#### [Stated exercise A]
Write out the sopes recipe below from "Work the masa" to "over medium heat.", word for word.

#### [Passage]
= = = = =

Sopes, as well as picadas or pellizcadas, are untranslatable regional names given to antojitos that are, generally speaking, small disks of masa with the edge pinched up to form a slight ridge, presumably so that the sauce on top will not run down your chin. Quite often they are spread with refried beans and topped with shredded meat or just a picante sauce and crumbled cheese, chopped onion, sometimes shredded cabbage or lettuce and cream. Pellizcadas, or "pinched ones," are slightly different in that the surface of the dough is pinched up, forming little ridges. The most substantial are those made in and around the Catemacao area: they can be about six inches across and topped with strips of broiled meat; not my favorite. But sopes are, and I warn you, addictive.
Put the masa harina in a bowl and add the warm water, reserving about 1/4 cup of water until you see how much the flour will absorb. Work well with your hands until smooth. Cover with a damp cloth and set aside in a cool spot for about 1 hour. This gives the starch particles time to swell and absorb the moisture thoroughly, giving more flexibility to the dough. Alternatively, make the Dried Corn Tortilla Masa (see recipe).
Work the masa until very soft and smooth, and divide into 12 equal parts. Roll each into a ball about 1 1/4 inches in diameter and cover with a damp cloth while you work. Warm an ungreased comal over medium heat.

= = = = =

#### [Data extract]
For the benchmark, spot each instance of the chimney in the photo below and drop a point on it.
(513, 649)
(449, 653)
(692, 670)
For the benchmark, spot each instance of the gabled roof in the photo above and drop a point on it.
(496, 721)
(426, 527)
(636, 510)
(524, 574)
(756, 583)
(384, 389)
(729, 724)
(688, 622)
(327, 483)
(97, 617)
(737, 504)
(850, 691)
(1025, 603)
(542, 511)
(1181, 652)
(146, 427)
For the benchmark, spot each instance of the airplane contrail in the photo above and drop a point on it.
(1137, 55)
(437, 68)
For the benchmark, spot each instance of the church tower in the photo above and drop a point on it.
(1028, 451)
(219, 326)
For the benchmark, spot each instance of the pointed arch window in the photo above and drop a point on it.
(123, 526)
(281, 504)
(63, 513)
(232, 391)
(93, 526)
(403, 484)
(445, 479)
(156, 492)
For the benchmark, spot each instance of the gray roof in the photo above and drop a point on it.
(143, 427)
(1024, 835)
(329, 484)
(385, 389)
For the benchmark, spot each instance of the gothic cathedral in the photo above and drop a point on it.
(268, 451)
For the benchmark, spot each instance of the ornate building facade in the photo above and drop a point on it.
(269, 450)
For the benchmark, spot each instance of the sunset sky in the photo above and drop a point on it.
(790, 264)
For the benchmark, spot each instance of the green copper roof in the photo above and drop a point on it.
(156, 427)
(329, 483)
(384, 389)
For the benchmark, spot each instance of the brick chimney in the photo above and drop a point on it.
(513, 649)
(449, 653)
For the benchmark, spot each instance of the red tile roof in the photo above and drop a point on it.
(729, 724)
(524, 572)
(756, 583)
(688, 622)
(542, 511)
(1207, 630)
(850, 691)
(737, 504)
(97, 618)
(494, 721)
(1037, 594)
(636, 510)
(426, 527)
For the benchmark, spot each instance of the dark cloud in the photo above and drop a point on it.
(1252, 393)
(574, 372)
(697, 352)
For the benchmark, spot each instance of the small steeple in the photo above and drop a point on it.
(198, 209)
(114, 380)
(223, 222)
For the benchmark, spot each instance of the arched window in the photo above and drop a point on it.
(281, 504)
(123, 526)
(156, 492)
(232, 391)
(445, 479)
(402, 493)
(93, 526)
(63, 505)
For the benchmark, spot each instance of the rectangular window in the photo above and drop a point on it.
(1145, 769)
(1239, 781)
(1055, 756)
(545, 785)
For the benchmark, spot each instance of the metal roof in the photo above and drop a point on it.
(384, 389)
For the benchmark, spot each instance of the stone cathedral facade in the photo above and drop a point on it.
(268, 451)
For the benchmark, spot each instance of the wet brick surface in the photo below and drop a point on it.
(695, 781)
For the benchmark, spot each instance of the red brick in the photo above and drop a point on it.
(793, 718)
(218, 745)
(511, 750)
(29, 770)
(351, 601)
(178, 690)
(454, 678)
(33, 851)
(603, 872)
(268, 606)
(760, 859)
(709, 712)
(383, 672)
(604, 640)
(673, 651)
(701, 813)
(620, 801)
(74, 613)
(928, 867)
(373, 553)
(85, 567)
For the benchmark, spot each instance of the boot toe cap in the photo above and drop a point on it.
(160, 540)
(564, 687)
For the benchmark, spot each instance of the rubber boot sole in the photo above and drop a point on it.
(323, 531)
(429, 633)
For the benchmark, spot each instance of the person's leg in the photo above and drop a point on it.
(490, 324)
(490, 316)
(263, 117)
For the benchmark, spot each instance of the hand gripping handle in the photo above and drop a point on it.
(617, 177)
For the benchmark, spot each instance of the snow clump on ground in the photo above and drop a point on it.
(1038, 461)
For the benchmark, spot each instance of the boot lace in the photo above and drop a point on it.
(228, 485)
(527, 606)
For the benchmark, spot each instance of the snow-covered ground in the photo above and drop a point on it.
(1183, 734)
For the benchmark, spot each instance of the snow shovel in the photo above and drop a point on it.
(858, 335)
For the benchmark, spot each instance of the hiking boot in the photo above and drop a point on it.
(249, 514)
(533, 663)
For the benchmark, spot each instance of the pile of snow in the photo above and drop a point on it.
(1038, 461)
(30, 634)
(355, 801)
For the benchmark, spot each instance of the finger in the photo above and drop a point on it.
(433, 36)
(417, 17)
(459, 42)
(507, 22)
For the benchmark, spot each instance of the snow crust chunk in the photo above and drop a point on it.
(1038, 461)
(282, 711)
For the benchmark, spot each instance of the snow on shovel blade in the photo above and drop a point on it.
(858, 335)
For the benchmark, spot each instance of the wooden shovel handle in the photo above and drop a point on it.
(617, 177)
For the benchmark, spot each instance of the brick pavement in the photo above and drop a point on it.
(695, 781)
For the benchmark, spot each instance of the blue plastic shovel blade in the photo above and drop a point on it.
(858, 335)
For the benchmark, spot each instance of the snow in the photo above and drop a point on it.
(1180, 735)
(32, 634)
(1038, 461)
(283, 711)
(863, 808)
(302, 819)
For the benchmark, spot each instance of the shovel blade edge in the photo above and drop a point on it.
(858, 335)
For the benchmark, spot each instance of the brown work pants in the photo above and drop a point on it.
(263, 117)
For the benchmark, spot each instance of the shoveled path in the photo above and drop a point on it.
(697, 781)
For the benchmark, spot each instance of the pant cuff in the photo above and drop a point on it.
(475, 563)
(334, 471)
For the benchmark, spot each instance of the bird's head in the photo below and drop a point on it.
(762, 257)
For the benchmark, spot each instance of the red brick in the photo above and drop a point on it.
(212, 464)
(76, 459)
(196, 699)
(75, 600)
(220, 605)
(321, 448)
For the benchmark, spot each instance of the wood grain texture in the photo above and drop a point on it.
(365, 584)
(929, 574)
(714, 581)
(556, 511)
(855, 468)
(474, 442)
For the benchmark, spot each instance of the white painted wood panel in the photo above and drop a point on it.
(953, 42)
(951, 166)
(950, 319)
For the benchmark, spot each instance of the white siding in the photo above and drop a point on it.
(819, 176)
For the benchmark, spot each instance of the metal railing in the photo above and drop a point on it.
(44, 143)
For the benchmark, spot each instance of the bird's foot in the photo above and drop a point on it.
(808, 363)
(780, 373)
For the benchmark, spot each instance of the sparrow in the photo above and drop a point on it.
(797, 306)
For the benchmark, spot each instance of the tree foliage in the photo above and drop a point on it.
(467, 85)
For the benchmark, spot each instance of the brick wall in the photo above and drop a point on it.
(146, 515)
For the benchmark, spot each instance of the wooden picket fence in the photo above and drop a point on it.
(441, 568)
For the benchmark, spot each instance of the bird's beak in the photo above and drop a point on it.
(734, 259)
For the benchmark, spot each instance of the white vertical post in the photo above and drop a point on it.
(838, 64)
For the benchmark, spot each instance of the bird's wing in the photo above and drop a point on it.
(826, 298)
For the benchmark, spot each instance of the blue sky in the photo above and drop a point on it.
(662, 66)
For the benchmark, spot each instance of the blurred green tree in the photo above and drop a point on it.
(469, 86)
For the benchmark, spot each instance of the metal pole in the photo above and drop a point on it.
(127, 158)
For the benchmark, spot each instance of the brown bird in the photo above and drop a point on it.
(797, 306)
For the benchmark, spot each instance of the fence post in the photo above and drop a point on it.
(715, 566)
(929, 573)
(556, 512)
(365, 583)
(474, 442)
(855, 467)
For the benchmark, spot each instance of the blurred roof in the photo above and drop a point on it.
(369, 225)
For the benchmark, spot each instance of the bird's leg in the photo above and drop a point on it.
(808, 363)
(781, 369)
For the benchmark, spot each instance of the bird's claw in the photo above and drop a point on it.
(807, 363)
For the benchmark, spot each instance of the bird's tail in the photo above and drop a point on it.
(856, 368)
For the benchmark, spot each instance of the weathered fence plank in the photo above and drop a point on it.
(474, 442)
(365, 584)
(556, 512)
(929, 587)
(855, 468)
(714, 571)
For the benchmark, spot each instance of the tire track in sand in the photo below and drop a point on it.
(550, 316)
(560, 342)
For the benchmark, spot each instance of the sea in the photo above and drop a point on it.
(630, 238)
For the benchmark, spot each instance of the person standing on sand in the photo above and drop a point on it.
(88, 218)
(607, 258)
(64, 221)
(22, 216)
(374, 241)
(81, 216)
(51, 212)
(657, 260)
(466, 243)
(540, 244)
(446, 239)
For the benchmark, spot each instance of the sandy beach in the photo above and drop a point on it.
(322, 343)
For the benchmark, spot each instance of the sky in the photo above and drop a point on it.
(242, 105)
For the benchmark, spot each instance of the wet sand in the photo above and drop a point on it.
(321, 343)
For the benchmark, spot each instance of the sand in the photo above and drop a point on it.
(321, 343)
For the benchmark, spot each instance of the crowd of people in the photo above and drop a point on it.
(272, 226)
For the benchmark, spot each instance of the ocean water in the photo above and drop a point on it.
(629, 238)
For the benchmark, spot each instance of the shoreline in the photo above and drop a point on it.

= = = = =

#### [Stated exercise B]
Pick out every row above that contains the word "metal".

#### [Output A]
Work the masa until very soft and smooth, and divide into 12 equal parts. Roll each into a ball about 1 1/4 inches in diameter and cover with a damp cloth while you work. Warm an ungreased comal over medium heat.

#### [Output B]
For the benchmark, spot each instance of the metal roof in the photo above and drop a point on it.
For the benchmark, spot each instance of the metal railing in the photo above and drop a point on it.
For the benchmark, spot each instance of the metal pole in the photo above and drop a point on it.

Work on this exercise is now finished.